**ОТРЫВОК:**
§ §

Глава восьмая. Сражение у Алам-Хальфы
Глава восьмая. Сражение у Алам-Хальфы
31 августа — 6 сентября 1942 г.
В дополнение к плану, который я в общих чертах изложил выше, я довел до сознания личного состава 8-й армии, что не намерен терпеть «нытье». Этим термином я определял тот вид нарушения дисциплины, когда командиры ссылались на самые разные причины, помешавшие им выполнить поставленную перед ними задачу. В 8-й армии существовала тенденция подвергать сомнению приказы вышестоящих командиров. Каждый полагал, что разбирается в том или ином конкретном вопросе лучше своего начальника, и зачастую требовалось приложить немало усилий, чтобы добиться желаемого результата. Я твердо решил положить конец такому положению вещей. Приказы более не служили «основой для дискуссий». Их следовало неукоснительно выполнять.
Что мне теперь требовалось, так это сражение, которое прошло бы в полном соответствии с моими идеями, а не с теми, что исповедовали прежние командиры, воевавшие в пустыне. Более того, оно должно было завершиться нашей победой и пройти перед нашим наступлением, чтобы восстановить утерянное доверие к командованию офицеров и солдат. Только так обеспечивался высокий боевой дух, без которого невозможно одерживать победы в жестоких битвах. Вера в командование во многом определяла успех кампании.
Я получил под свое начало отличных бойцов, и мне не потребовалось много времени, чтобы это понять. 8-я армия состояла из закаленных боями дивизий. Но офицеры и солдаты не понимали, что происходит наверху, и это подрывало их уверенность в своих силах. «Храбрые, но растерянные» — так охарактеризовал их премьер-министр. [114]
Неуверенность вкупе с нытьем, от которого не удалось полностью избавиться (оно являлось одной из причин неуверенности), могли привести к опасным последствиям, а искоренить их могло лишь удачное сражение: сражение, в котором Роммель был бы разгромлен у всех на глазах, да еще с минимальными для 8-й армии потерями.
Сам я атаковать не мог, так что приходилось ждать, пока Роммель предоставит мне такую возможность. Однако для того чтобы использовать ее с максимальной пользой, требовалось правильно смоделировать его наступление и заранее определить, где и как мы нанесем ему поражение. Выяснилось, что эта задача не из сложных.
Моя разведка не сомневалась, что прорыв наших позиций будет осуществляться на южном фланге, после чего, повернув налево, бронетанковые соединения Роммеля двинутся к хребтам Алам-Хальфа и Рувейсат. Я согласился с этим прогнозом, и он стал основой всех моих планов. Мы достаточно четко представляли себе время, когда начнется наступление, направление главного удара и мощность группировки, которая его нанесет.

§ §

**ЗАДАНИЯ:**
[A] Выпишите из отрывка о сражении у Алам-Хальфы точный фрагмент: начните со слов «Моя разведка не» и остановитесь после слов «которая его нанесет.».
[B] Переведите на английский предложение из отрывка: «Вера в командование во многом определяла успех кампании.»
Для работы пользуйтесь только отрывком.

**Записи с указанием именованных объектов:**
§ §

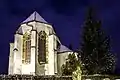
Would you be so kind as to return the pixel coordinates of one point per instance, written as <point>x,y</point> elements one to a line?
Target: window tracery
<point>26,56</point>
<point>42,47</point>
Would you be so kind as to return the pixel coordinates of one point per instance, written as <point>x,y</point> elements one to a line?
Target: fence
<point>84,77</point>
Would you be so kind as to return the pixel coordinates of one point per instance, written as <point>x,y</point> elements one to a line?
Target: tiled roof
<point>64,49</point>
<point>35,16</point>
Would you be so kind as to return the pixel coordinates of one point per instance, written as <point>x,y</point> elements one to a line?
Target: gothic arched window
<point>42,47</point>
<point>26,56</point>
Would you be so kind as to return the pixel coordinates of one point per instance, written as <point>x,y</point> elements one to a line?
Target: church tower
<point>34,49</point>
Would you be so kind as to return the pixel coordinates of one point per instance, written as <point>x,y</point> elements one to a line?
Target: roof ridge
<point>35,16</point>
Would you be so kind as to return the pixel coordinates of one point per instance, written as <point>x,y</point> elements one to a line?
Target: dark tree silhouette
<point>95,48</point>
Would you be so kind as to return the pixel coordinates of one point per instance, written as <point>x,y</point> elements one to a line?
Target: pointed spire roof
<point>35,16</point>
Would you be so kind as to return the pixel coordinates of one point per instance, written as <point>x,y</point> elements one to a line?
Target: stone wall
<point>84,77</point>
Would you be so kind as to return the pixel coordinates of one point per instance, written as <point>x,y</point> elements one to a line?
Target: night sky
<point>67,17</point>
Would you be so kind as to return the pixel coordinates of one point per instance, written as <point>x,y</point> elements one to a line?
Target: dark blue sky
<point>67,17</point>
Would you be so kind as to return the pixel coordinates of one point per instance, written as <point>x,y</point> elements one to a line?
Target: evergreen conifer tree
<point>95,48</point>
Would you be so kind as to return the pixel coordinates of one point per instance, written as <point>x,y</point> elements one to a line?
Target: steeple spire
<point>36,17</point>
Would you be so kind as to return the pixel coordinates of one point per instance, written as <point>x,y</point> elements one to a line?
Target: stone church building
<point>36,49</point>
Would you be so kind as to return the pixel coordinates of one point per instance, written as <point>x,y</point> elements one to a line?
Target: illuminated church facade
<point>36,49</point>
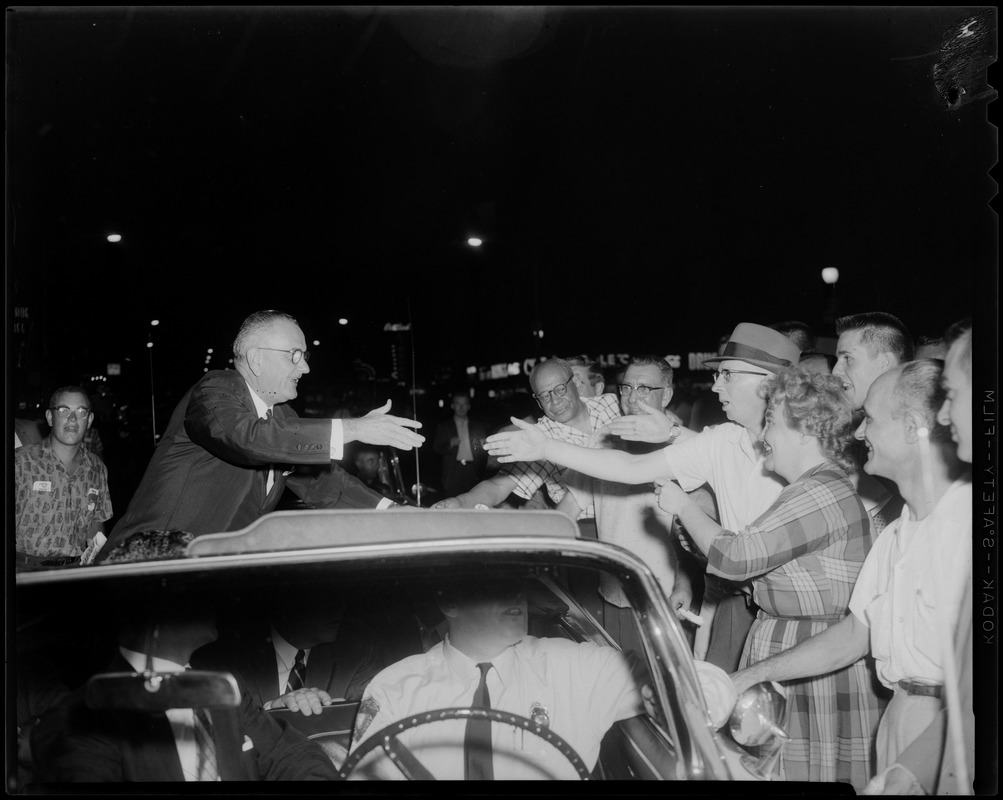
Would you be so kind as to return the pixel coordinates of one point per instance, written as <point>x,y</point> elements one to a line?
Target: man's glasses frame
<point>558,391</point>
<point>642,391</point>
<point>725,375</point>
<point>295,354</point>
<point>63,412</point>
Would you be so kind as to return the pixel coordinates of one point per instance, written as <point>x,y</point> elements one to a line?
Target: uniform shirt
<point>531,475</point>
<point>582,688</point>
<point>285,659</point>
<point>54,511</point>
<point>805,551</point>
<point>913,580</point>
<point>725,457</point>
<point>182,720</point>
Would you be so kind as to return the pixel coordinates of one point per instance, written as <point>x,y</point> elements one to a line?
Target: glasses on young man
<point>725,375</point>
<point>642,391</point>
<point>63,412</point>
<point>296,355</point>
<point>558,391</point>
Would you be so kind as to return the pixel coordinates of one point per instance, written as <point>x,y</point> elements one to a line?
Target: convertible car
<point>380,570</point>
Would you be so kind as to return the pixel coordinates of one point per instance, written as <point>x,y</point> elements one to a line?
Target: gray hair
<point>919,389</point>
<point>254,325</point>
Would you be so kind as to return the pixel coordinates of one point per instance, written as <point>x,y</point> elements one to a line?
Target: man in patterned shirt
<point>61,489</point>
<point>568,417</point>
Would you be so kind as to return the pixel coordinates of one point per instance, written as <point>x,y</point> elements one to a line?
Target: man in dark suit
<point>306,658</point>
<point>73,743</point>
<point>459,440</point>
<point>226,456</point>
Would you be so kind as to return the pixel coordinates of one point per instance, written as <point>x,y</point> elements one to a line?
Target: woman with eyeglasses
<point>802,555</point>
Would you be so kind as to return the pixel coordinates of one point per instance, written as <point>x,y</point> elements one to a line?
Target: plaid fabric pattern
<point>531,475</point>
<point>804,554</point>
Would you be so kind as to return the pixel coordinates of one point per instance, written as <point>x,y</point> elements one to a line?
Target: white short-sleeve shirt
<point>910,588</point>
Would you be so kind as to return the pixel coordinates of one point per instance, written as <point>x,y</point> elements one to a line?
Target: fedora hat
<point>759,346</point>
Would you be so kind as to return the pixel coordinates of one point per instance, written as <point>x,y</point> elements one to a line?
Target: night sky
<point>644,178</point>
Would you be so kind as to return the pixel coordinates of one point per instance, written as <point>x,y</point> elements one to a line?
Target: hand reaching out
<point>527,444</point>
<point>652,426</point>
<point>379,428</point>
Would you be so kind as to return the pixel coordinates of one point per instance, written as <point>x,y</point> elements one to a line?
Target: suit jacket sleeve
<point>221,418</point>
<point>282,753</point>
<point>333,487</point>
<point>444,431</point>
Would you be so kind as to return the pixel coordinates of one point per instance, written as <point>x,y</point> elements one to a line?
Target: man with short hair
<point>229,449</point>
<point>61,496</point>
<point>628,515</point>
<point>870,344</point>
<point>567,416</point>
<point>726,456</point>
<point>588,376</point>
<point>910,589</point>
<point>579,690</point>
<point>459,440</point>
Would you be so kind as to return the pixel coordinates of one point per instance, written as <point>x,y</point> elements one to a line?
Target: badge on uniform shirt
<point>540,715</point>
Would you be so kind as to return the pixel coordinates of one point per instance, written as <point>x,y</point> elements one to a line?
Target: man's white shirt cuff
<point>337,440</point>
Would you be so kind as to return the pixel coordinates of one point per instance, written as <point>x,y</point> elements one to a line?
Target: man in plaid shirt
<point>568,417</point>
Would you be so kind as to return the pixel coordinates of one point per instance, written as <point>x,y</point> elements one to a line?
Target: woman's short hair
<point>815,405</point>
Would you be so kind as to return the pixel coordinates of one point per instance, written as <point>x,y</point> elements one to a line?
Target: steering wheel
<point>412,768</point>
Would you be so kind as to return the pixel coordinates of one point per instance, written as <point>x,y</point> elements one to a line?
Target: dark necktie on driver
<point>298,675</point>
<point>208,769</point>
<point>477,740</point>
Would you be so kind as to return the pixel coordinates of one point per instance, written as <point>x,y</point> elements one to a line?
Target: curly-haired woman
<point>802,555</point>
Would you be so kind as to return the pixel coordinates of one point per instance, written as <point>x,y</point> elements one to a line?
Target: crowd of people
<point>818,521</point>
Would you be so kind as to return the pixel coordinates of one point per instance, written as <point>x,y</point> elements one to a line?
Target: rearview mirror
<point>190,689</point>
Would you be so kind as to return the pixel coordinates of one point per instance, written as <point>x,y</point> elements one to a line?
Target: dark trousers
<point>728,631</point>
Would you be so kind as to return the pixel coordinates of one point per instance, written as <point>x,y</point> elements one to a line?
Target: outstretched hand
<point>653,426</point>
<point>670,497</point>
<point>379,428</point>
<point>527,444</point>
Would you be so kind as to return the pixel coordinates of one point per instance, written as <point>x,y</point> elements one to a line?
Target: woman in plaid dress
<point>803,555</point>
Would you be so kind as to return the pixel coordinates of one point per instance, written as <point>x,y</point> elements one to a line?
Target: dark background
<point>644,179</point>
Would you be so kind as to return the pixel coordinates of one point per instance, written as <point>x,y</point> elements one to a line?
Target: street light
<point>531,258</point>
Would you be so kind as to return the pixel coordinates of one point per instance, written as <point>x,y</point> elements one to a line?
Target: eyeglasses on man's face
<point>296,355</point>
<point>725,375</point>
<point>642,391</point>
<point>558,391</point>
<point>63,412</point>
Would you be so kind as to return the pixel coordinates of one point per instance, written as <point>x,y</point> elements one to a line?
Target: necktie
<point>298,676</point>
<point>477,740</point>
<point>209,770</point>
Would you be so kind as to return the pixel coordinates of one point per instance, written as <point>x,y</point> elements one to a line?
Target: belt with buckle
<point>911,687</point>
<point>46,560</point>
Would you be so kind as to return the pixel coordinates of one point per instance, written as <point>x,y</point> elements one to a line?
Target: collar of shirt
<point>286,654</point>
<point>602,410</point>
<point>465,668</point>
<point>137,661</point>
<point>260,405</point>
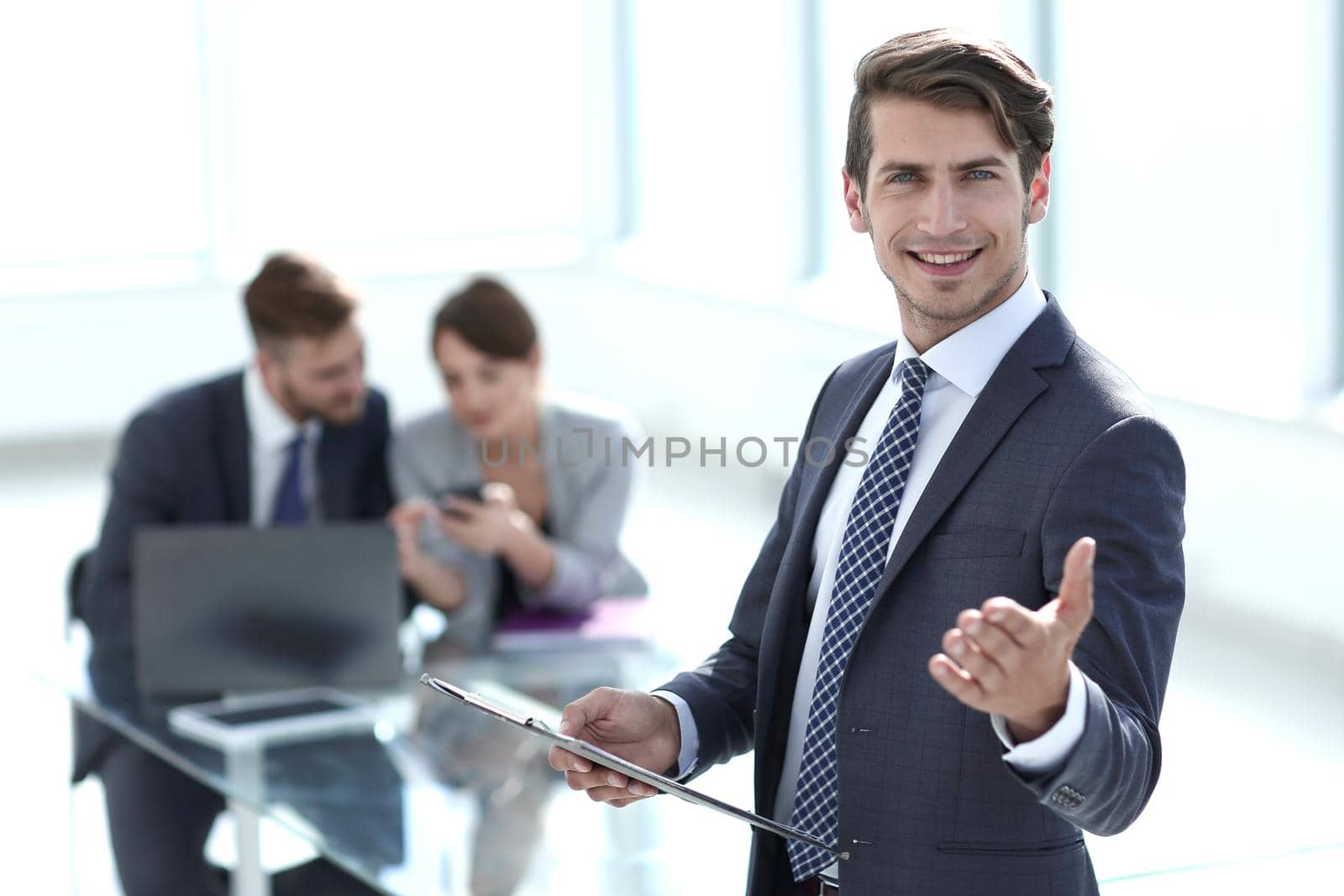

§ §

**ОТВЕТЫ:**
[A]
Моя разведка не сомневалась, что прорыв наших позиций будет осуществляться на южном фланге, после чего, повернув налево, бронетанковые соединения Роммеля двинутся к хребтам Алам-Хальфа и Рувейсат. Я согласился с этим прогнозом, и он стал основой всех моих планов. Мы достаточно четко представляли себе время, когда начнется наступление, направление главного удара и мощность группировки, которая его нанесет.

[B] Faith in the command largely determined the success of the campaign.